SET EXERCISE
Using the entries below, restate word for word only the lines from the one with "ceiling. Write the coordinates, one line per instance." to the final line, leaving the pictures out.

-- Start --

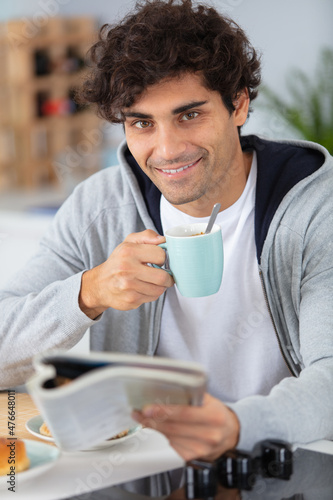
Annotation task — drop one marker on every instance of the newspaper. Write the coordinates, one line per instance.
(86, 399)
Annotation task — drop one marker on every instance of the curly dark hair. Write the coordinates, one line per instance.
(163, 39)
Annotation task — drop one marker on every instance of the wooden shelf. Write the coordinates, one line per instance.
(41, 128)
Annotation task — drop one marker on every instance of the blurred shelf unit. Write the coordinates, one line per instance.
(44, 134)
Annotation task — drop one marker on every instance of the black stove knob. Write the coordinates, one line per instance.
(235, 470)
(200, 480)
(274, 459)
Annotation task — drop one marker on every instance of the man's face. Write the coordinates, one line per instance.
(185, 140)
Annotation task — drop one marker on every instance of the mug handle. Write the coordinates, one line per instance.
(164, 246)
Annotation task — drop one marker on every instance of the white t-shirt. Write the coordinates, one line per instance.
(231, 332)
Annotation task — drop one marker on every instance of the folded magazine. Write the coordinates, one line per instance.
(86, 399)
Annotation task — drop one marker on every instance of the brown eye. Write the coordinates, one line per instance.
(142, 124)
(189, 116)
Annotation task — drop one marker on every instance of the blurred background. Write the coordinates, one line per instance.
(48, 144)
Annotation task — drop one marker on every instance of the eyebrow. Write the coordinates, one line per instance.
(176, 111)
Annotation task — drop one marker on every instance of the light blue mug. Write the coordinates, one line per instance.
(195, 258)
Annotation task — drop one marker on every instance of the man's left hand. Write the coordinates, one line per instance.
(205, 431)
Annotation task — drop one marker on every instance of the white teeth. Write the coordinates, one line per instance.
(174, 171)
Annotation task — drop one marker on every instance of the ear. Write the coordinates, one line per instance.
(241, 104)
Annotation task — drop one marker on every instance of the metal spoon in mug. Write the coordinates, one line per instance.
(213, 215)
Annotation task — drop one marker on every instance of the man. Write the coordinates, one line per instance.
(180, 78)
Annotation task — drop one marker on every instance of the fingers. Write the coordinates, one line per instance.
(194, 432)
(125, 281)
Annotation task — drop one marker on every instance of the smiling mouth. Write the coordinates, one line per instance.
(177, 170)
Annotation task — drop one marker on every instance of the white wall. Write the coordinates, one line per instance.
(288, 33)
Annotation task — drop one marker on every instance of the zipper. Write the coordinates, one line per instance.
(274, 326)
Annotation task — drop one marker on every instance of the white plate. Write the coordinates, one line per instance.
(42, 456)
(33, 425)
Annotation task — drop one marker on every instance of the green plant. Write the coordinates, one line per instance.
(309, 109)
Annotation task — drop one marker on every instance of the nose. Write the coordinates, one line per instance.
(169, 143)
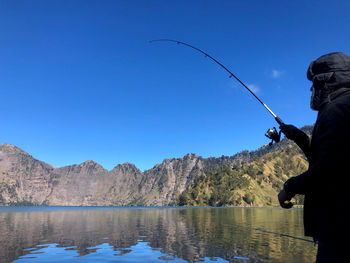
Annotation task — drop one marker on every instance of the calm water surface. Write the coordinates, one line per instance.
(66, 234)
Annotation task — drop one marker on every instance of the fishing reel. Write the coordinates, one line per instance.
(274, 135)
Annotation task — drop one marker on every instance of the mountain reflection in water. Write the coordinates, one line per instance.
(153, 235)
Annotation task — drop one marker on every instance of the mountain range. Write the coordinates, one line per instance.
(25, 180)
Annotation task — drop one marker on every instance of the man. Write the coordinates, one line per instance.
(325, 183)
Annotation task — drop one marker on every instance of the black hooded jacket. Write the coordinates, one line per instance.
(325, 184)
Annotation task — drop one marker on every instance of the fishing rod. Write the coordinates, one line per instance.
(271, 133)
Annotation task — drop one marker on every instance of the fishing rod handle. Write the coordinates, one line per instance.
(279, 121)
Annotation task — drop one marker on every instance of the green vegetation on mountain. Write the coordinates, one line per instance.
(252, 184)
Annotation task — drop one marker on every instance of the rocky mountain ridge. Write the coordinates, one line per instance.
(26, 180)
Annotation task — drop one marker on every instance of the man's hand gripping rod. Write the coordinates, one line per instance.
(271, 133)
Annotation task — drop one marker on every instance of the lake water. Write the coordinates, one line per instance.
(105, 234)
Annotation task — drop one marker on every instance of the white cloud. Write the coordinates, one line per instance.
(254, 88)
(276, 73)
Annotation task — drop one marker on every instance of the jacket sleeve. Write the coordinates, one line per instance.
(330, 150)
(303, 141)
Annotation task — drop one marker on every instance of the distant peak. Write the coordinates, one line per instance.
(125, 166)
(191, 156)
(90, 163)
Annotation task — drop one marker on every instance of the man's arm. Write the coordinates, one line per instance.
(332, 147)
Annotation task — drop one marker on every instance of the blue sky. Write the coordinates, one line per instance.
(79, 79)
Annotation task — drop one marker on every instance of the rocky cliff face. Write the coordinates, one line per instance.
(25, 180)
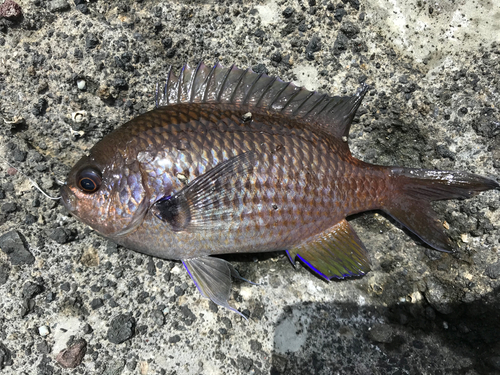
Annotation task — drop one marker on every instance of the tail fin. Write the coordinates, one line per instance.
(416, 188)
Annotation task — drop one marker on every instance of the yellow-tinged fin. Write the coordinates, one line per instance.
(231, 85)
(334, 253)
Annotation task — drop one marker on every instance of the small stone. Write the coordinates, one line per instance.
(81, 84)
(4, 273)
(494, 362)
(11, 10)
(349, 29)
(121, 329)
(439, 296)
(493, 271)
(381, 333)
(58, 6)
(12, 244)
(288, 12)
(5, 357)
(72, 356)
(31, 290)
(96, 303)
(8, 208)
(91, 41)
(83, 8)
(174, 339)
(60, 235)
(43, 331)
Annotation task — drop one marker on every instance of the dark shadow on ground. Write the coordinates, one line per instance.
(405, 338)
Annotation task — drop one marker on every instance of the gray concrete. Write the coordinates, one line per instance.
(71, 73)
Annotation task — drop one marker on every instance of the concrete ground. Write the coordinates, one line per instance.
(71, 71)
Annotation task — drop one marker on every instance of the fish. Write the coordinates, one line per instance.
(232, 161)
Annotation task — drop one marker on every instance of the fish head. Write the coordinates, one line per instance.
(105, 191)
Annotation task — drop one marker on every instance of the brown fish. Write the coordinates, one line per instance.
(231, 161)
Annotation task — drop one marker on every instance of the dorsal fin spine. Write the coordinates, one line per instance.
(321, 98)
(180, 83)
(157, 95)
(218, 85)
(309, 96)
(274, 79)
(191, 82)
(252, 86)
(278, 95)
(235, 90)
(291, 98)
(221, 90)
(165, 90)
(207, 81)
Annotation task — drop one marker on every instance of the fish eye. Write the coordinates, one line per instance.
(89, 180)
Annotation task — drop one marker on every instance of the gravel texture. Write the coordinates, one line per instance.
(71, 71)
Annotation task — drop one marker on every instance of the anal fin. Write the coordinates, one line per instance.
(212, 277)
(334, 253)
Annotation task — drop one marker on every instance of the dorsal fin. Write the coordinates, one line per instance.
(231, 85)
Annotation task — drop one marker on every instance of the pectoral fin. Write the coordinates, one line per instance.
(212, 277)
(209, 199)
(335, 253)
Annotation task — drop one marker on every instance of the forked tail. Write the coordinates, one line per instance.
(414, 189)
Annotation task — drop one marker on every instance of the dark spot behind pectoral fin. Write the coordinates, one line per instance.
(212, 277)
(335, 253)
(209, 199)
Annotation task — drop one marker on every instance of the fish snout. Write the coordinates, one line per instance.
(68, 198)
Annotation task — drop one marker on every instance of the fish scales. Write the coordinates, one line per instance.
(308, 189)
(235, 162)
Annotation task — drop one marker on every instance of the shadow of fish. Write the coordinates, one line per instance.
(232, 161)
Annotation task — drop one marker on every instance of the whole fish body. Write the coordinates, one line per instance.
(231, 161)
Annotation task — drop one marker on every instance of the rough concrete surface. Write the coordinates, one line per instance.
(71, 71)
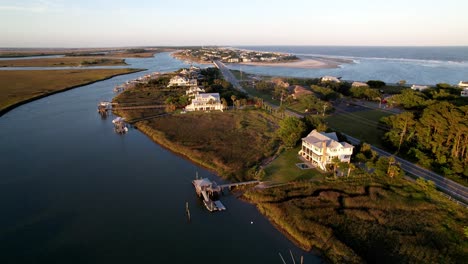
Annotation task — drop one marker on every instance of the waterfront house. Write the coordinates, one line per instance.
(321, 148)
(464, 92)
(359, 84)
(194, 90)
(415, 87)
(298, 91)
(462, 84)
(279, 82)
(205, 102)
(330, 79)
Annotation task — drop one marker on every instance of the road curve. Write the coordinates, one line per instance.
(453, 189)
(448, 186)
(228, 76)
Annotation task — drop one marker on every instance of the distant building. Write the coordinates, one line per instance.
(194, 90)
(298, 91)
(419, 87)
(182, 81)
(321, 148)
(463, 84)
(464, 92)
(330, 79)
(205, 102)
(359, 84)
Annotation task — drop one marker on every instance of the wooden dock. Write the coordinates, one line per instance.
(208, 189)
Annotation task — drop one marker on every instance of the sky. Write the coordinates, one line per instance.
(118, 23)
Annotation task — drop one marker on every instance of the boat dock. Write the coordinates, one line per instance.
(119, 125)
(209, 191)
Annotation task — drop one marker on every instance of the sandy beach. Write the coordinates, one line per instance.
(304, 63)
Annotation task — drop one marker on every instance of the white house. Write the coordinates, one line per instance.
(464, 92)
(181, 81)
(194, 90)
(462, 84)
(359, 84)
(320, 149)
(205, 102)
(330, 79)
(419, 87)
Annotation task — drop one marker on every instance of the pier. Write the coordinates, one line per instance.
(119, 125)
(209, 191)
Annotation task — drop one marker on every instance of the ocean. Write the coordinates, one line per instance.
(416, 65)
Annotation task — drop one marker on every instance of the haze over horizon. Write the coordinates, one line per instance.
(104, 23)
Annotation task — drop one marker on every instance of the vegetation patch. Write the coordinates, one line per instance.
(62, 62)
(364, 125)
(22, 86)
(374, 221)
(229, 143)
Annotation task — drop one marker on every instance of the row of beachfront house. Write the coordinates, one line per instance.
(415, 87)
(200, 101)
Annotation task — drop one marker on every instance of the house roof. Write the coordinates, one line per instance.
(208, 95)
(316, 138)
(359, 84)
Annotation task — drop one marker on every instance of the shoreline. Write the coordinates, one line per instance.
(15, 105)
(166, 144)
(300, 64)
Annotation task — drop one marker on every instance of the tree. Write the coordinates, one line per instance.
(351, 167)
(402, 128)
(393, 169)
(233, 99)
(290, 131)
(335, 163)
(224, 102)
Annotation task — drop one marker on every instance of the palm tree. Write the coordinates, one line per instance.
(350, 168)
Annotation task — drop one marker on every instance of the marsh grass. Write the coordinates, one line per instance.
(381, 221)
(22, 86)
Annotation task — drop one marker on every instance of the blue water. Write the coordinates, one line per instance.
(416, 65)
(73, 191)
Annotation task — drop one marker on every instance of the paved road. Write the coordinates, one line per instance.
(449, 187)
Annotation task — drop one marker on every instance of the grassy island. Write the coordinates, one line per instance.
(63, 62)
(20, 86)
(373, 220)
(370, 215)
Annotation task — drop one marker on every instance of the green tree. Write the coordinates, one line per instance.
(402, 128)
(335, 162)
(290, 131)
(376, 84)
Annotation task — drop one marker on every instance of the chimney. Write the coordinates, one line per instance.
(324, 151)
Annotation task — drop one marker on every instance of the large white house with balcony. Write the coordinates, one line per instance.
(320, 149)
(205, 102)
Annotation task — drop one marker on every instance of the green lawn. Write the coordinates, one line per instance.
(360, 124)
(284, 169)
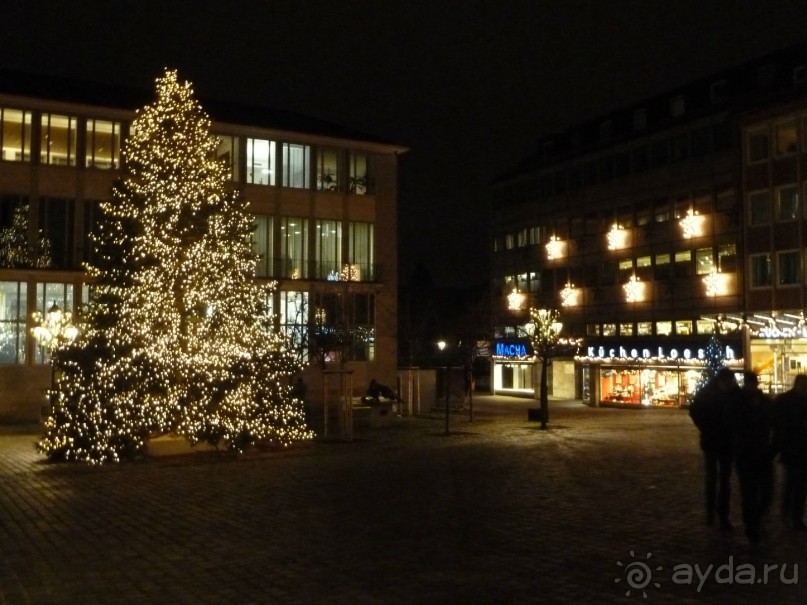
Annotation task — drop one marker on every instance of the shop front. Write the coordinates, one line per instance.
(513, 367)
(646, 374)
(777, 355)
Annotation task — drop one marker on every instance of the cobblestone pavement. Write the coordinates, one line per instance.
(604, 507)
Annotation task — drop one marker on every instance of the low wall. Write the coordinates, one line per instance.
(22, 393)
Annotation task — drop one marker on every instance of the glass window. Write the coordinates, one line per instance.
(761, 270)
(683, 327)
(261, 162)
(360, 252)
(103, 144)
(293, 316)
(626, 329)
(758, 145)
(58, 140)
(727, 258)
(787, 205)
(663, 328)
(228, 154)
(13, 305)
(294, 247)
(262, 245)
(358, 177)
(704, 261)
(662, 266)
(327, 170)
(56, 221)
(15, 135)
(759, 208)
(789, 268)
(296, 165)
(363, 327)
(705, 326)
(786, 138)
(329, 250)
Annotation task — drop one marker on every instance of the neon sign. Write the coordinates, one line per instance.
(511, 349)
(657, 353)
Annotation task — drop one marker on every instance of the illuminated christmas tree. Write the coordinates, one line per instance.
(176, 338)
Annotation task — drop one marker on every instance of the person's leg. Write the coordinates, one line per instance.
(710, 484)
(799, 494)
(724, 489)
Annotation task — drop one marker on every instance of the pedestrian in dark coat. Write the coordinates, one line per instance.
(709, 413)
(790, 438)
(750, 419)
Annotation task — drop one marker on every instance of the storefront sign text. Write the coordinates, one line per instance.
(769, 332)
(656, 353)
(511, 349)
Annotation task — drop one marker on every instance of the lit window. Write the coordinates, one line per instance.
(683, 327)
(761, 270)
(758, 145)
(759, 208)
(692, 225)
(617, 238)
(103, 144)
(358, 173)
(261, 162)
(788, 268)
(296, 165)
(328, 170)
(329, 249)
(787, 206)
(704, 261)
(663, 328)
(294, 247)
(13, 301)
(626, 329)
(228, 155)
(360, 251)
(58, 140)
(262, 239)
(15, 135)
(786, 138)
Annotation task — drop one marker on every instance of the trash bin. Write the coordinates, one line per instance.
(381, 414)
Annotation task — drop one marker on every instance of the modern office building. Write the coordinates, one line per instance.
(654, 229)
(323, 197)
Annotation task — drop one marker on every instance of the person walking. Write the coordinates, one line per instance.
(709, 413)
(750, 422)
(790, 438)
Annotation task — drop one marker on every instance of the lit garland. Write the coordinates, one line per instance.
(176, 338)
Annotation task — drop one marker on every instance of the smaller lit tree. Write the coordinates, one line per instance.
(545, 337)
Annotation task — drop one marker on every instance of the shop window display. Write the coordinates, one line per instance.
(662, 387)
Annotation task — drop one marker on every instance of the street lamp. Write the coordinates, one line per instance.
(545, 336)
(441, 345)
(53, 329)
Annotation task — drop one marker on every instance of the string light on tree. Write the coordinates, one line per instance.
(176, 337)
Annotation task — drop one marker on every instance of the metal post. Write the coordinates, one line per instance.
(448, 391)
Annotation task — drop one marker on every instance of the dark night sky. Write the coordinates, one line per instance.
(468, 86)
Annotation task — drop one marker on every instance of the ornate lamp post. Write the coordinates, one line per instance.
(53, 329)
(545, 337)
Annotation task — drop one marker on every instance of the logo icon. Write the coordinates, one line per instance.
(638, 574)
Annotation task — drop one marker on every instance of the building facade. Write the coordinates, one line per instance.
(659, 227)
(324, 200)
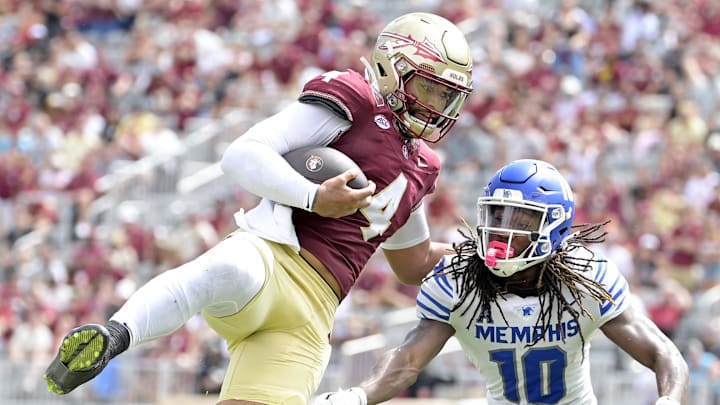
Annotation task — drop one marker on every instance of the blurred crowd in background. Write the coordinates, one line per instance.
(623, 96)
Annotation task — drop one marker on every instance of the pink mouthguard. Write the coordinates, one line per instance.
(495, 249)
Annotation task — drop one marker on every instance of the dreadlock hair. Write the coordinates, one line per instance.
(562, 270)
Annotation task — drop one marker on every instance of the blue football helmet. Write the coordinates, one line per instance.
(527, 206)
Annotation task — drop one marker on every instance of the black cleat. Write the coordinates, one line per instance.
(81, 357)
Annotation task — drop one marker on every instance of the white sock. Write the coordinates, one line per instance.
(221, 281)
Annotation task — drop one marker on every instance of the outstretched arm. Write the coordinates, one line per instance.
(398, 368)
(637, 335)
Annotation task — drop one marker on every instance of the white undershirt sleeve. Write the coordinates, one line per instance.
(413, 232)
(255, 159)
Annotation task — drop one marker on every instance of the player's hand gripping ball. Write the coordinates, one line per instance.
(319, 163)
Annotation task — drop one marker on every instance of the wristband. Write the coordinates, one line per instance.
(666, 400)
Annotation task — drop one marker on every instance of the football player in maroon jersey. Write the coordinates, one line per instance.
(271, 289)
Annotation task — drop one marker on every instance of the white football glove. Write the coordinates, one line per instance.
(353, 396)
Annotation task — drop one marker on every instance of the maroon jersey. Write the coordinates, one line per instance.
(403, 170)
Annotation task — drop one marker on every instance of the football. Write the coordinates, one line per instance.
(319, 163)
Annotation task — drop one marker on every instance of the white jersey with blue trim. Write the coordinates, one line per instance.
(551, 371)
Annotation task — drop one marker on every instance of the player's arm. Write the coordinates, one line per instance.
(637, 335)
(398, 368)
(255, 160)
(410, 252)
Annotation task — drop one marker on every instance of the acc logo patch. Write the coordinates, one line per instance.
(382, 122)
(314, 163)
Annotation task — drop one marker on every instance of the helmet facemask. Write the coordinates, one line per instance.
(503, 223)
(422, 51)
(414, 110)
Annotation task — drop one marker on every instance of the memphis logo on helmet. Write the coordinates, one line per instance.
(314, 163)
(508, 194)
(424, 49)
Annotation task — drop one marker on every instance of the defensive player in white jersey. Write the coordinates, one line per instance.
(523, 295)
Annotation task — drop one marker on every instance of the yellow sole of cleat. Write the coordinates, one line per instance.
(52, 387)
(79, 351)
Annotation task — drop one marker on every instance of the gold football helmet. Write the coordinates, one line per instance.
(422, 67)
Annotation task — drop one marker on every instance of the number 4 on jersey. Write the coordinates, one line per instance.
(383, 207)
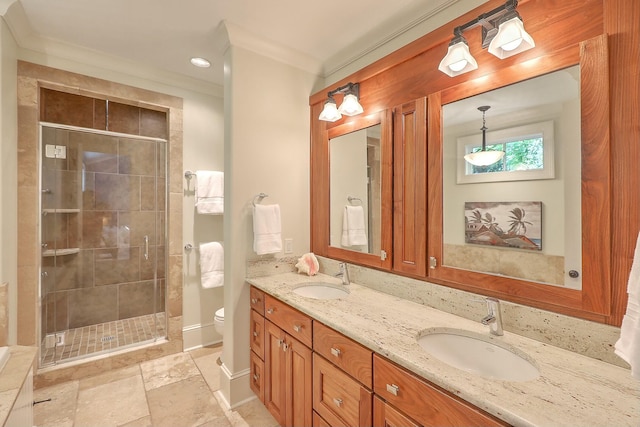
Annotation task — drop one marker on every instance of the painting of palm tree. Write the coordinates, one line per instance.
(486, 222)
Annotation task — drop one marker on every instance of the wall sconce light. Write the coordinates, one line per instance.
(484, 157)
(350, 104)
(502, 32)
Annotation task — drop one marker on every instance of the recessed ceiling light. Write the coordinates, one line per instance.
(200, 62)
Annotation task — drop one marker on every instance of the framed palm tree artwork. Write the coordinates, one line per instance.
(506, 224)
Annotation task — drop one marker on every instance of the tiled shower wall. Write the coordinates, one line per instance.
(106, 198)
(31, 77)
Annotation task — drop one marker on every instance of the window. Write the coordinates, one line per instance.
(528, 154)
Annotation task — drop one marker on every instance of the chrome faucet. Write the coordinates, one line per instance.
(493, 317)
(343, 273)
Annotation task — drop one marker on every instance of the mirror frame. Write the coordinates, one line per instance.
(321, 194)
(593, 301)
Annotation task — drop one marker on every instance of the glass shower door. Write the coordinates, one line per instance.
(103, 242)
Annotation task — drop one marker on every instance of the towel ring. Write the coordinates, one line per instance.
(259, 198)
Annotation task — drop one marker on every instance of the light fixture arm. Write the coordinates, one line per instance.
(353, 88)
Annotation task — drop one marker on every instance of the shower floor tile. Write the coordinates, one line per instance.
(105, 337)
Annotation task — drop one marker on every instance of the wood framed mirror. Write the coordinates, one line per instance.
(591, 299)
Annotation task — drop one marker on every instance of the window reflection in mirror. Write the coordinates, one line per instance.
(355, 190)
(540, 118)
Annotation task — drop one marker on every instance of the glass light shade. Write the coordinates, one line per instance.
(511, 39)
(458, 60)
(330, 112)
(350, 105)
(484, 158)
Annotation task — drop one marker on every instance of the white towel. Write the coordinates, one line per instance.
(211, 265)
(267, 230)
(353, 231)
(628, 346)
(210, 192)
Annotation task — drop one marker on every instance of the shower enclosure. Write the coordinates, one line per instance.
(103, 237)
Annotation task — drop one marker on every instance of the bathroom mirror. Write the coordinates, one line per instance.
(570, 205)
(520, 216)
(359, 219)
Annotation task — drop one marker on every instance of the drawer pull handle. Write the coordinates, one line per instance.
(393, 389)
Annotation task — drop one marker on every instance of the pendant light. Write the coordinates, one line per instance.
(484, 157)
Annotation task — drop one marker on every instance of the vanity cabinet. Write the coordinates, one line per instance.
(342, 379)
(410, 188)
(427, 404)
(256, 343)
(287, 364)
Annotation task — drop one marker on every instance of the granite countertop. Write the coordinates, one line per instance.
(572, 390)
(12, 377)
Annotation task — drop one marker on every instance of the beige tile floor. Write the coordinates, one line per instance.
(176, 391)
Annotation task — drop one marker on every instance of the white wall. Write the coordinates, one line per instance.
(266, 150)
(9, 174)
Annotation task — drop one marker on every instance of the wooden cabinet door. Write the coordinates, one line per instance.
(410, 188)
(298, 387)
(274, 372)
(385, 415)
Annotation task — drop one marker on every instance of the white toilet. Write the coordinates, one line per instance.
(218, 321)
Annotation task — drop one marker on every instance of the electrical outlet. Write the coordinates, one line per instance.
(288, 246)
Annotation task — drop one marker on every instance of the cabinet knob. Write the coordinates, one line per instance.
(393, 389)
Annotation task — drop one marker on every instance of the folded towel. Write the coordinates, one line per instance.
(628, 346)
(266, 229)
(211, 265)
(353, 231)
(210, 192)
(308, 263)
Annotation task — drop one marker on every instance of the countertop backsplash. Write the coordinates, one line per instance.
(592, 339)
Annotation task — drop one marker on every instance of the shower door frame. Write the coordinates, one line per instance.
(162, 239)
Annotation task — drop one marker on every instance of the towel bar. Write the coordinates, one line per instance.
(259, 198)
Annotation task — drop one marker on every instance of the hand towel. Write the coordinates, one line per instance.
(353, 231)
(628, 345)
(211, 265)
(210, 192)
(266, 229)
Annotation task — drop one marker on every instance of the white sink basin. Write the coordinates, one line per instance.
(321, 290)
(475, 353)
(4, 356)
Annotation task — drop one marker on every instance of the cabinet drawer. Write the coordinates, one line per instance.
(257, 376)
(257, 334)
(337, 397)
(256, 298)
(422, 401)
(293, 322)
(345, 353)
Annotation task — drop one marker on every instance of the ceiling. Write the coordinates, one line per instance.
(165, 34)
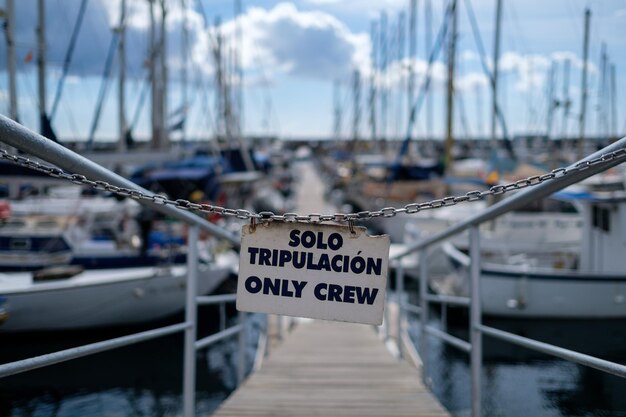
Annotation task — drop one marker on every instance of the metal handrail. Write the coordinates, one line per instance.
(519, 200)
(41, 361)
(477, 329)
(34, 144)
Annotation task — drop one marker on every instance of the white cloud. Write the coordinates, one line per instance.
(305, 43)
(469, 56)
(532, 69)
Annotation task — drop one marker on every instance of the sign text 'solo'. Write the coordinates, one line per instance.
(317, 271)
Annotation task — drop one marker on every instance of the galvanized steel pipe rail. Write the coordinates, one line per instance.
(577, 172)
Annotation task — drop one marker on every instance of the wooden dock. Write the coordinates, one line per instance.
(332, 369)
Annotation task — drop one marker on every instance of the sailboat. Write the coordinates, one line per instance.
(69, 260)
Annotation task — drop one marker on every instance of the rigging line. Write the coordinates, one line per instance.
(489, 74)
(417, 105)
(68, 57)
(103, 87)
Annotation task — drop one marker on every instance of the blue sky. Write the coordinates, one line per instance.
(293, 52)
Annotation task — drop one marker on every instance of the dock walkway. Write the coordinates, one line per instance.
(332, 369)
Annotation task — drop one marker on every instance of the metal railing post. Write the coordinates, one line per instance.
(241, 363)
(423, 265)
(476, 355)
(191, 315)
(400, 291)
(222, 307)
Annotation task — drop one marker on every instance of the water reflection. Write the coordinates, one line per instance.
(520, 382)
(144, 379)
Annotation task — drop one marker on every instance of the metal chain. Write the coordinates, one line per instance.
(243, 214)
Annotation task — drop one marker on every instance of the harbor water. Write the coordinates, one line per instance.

-- End --

WRITTEN SOLUTION
Annotation task — drop one marker on every instance of the ceiling. Write the coordinates, one line per instance.
(165, 34)
Annotation task — drop one marker on every instance of the metal handrail. Write the coordinates, one line per instance.
(519, 200)
(41, 361)
(477, 329)
(34, 144)
Annotation task — drop one marker on every instance of the white cloud. Write the coordinates, one line per instance.
(305, 43)
(469, 56)
(532, 69)
Annotation task — drop one marker on every instance of the sign text 'solo'. Write the coordinates, one line per instance.
(317, 271)
Annotation task — drop one marker on every instance of the galvanized steel pipe rail. Write the coordinates, one line per instance.
(577, 172)
Annotation task — drop one marker on every instance of the wooden dock. Write the coordinates, one line per instance.
(332, 369)
Annotation task — drop one marker on every instance of the sailboat. Write the coordinates, one line per instance.
(69, 260)
Annotation task — drop one marker on every instance of the rigging line. Write the coordinates, one line per instance.
(489, 74)
(417, 105)
(68, 57)
(103, 87)
Annotation task — drop one marker on every instance of the blue sky. Write the coordinates, one line per instance.
(293, 52)
Annotation task — drop one marker on every instance of the dock walkway. Write the coordinates, one line per instance.
(332, 369)
Annotation task — drop one marker on every instance of the metal railing post. Write the coordinates, one line per instance.
(241, 363)
(423, 265)
(476, 355)
(191, 315)
(400, 291)
(222, 307)
Annotation task — drop one marker on every instance of the water reflection. Write the coordinates, one line per instance.
(520, 382)
(144, 379)
Annotation task — drop one marker on every instance of the metal chain. Write the coordinates, one line per instance.
(243, 214)
Annotation task — drop one marker on every instance of the harbor water. Write the coordinates, one line per instance.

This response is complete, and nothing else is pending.